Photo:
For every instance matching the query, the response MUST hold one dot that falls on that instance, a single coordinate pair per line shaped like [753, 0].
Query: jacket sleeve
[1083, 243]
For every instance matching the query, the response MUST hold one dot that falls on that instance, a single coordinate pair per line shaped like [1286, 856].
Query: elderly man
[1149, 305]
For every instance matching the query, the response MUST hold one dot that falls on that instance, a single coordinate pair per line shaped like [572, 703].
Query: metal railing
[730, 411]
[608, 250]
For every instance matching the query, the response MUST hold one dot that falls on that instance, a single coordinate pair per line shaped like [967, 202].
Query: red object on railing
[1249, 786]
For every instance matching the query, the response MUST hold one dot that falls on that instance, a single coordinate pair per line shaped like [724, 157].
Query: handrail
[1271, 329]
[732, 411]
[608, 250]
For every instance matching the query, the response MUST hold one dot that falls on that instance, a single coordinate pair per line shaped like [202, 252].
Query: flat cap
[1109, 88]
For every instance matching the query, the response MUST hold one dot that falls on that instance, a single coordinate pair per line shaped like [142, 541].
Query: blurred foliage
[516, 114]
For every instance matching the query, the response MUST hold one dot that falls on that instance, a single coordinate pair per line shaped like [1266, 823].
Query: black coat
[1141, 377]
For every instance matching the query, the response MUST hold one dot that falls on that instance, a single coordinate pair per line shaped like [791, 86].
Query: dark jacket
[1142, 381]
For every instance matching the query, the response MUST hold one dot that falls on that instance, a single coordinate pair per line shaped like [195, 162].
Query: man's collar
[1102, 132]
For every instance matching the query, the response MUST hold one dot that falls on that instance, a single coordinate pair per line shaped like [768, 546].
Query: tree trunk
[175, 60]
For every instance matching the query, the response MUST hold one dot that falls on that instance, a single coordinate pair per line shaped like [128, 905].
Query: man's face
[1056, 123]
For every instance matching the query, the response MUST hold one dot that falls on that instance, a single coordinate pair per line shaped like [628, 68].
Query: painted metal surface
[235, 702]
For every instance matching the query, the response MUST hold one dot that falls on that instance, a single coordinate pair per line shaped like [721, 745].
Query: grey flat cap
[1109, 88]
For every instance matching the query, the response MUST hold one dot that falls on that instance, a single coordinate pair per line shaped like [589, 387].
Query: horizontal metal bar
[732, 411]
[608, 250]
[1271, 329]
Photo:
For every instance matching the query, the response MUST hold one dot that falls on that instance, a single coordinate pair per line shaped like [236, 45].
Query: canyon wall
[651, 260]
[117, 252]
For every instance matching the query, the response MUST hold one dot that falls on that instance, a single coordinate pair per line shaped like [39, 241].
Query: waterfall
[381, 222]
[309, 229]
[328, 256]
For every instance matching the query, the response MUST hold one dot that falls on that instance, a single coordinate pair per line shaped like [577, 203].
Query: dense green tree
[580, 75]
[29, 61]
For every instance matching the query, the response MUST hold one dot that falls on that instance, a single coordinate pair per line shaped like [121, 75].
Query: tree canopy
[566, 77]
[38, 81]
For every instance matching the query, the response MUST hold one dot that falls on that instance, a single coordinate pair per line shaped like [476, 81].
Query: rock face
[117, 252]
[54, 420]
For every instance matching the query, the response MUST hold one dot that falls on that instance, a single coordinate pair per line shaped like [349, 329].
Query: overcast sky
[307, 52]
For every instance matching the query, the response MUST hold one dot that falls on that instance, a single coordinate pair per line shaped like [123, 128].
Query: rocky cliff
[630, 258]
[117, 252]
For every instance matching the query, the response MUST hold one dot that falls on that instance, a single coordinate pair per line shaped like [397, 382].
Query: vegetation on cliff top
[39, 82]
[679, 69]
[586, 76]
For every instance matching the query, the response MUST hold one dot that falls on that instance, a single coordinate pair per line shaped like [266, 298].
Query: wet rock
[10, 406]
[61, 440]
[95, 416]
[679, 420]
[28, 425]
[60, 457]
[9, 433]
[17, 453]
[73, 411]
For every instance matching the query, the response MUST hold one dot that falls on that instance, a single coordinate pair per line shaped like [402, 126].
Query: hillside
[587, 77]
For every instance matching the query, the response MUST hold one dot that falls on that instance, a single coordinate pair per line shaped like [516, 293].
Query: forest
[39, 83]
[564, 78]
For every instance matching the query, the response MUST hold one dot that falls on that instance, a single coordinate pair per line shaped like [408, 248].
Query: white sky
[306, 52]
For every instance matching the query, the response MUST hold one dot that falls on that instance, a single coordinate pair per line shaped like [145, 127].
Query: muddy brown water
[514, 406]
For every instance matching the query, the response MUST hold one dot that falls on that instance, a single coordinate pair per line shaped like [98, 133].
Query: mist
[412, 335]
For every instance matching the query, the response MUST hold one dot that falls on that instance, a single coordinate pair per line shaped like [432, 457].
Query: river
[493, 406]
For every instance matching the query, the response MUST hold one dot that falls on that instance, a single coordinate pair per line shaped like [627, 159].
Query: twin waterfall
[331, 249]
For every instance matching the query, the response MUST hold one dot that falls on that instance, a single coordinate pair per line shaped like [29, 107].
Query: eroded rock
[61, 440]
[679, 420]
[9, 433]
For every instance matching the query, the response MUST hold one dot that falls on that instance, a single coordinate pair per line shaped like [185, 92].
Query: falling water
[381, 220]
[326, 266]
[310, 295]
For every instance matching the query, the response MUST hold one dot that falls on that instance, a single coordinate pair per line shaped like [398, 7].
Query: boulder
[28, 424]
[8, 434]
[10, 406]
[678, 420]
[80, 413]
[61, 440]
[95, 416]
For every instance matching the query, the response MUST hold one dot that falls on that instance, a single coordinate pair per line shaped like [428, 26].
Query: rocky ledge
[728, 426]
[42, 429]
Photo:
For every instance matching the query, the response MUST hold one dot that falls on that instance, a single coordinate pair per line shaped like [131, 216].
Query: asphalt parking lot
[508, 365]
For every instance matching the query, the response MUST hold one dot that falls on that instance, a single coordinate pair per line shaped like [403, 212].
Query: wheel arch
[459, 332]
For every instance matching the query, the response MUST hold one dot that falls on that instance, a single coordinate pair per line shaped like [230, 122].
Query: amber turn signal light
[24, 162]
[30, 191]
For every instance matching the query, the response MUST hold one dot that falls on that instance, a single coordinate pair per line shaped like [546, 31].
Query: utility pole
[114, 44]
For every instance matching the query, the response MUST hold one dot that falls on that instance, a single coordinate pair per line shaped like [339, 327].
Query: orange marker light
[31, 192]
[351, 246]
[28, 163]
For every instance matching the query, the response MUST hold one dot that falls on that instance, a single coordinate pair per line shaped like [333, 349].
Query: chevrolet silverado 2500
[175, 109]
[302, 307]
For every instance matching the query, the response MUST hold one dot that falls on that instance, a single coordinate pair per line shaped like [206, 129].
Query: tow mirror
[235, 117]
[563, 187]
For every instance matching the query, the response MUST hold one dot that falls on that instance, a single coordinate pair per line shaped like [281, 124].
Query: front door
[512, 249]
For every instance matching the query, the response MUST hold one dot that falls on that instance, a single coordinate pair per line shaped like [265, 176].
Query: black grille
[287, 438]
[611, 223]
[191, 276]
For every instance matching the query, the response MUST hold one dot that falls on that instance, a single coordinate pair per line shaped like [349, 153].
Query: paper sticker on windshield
══════════════════════════════
[What you will do]
Please write out the lines of the entries unchanged, from the line with "like [572, 703]." to the line with "[1249, 786]", including both of those lines.

[Solution for this task]
For every instance matching the query, the response MUST hold one dot that falls on that instance, a single coordinate pair per line shaped like [572, 703].
Query: metal railing
[730, 411]
[608, 250]
For every instance matching the query, the response MUST hold one dot that falls on that instance, a single coordinate pair per line shaped like [967, 202].
Query: red object on railing
[1249, 786]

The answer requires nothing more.